> Task:
Rewrite everything from the line containing "Check that every instance of the shrub" down to the end of the material, changing every "keypoint" to "marker" and leaving the rest untouched.

(Position identification records)
◆ ◆ ◆ ◆ ◆ ◆ ◆

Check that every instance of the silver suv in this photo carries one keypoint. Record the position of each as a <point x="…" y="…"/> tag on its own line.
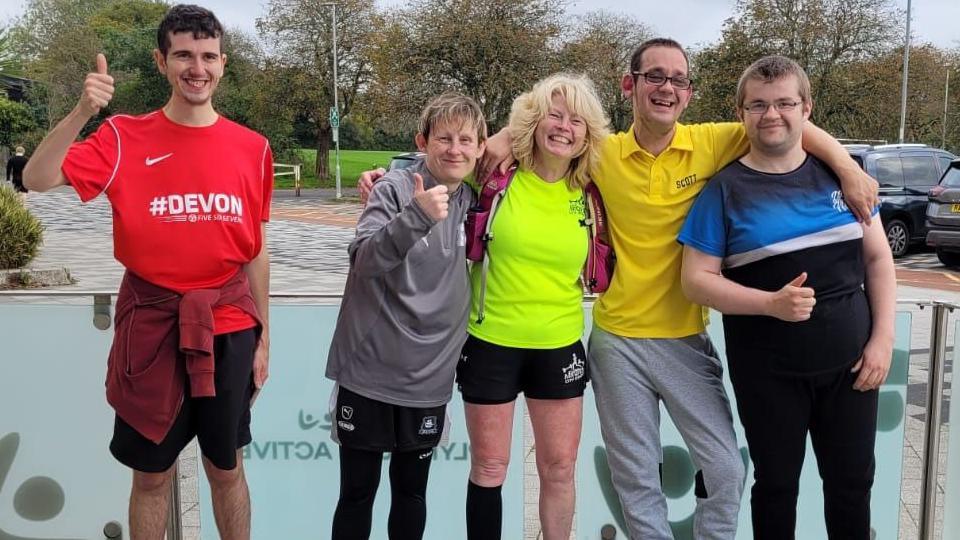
<point x="906" y="173"/>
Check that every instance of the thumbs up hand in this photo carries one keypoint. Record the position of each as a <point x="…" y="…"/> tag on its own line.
<point x="793" y="302"/>
<point x="432" y="201"/>
<point x="97" y="89"/>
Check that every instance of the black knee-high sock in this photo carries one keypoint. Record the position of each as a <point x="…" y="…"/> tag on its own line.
<point x="484" y="512"/>
<point x="408" y="486"/>
<point x="359" y="479"/>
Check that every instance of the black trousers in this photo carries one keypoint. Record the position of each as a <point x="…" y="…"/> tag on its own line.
<point x="777" y="413"/>
<point x="359" y="479"/>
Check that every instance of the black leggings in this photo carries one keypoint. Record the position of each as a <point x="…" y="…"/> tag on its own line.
<point x="777" y="412"/>
<point x="359" y="479"/>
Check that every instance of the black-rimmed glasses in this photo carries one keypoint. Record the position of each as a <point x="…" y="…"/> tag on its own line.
<point x="659" y="79"/>
<point x="760" y="107"/>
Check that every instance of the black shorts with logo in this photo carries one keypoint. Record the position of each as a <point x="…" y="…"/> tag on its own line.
<point x="220" y="423"/>
<point x="367" y="424"/>
<point x="489" y="374"/>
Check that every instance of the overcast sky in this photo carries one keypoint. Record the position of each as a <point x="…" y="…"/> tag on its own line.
<point x="691" y="22"/>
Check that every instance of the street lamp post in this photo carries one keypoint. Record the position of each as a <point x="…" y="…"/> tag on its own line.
<point x="335" y="113"/>
<point x="946" y="100"/>
<point x="906" y="72"/>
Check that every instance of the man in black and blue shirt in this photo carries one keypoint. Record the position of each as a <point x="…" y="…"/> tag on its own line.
<point x="808" y="297"/>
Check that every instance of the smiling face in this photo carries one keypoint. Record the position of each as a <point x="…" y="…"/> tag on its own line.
<point x="774" y="133"/>
<point x="561" y="134"/>
<point x="452" y="150"/>
<point x="193" y="67"/>
<point x="658" y="107"/>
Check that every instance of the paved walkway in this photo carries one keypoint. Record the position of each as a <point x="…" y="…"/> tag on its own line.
<point x="308" y="237"/>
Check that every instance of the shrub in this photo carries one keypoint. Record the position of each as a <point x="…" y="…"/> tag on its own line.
<point x="20" y="232"/>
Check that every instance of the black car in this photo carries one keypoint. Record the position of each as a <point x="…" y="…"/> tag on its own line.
<point x="906" y="173"/>
<point x="943" y="217"/>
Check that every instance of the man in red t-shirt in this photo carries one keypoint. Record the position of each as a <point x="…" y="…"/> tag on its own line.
<point x="190" y="192"/>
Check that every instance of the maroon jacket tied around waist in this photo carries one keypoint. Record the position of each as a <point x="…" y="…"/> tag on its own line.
<point x="161" y="339"/>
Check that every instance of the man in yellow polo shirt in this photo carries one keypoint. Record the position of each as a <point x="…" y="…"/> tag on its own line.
<point x="649" y="342"/>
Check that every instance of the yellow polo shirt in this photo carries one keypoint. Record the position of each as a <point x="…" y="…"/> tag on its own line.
<point x="647" y="198"/>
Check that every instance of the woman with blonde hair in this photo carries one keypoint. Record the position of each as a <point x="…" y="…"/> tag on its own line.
<point x="525" y="330"/>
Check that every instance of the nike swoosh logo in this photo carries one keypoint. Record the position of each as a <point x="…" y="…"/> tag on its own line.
<point x="153" y="161"/>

◆ ◆ ◆ ◆ ◆ ◆ ◆

> Solved exercise:
Check that every instance of the shrub in this photo carries one marker. Record the position of each as a <point x="…" y="…"/> tag on its own line.
<point x="20" y="232"/>
Check that every instance of the black car in this photo carries one marker. Record the position of each as a <point x="…" y="…"/> tag on its own line.
<point x="906" y="173"/>
<point x="943" y="217"/>
Check that every instance of the man in red t-shirt in this photo carries one marker. Record the position of each as a <point x="…" y="…"/> tag on its own line.
<point x="190" y="192"/>
Check that every instance of the maroon jacket tied around waist in this photo carries one marker. Record the position of each as a <point x="…" y="…"/> tag on its own line.
<point x="161" y="339"/>
Check that every instance of the man in yellow polo shirt in this photo carries one marker. Record the position of each as a <point x="…" y="…"/> tag on its own line.
<point x="649" y="342"/>
Check that every instance of the yellow polo shirt in this photo carries one marker. Record the position of each as a <point x="…" y="…"/> tag on its own line.
<point x="647" y="198"/>
Check that every instance of the woman with blonde hair in this photo carries one marker. Record the position of each as a <point x="…" y="…"/> tag on its own line.
<point x="525" y="330"/>
Check that every instance of the nike swoosh logo in this photo carries one marker. Record the position of each as a <point x="…" y="…"/> tag on its own line.
<point x="153" y="161"/>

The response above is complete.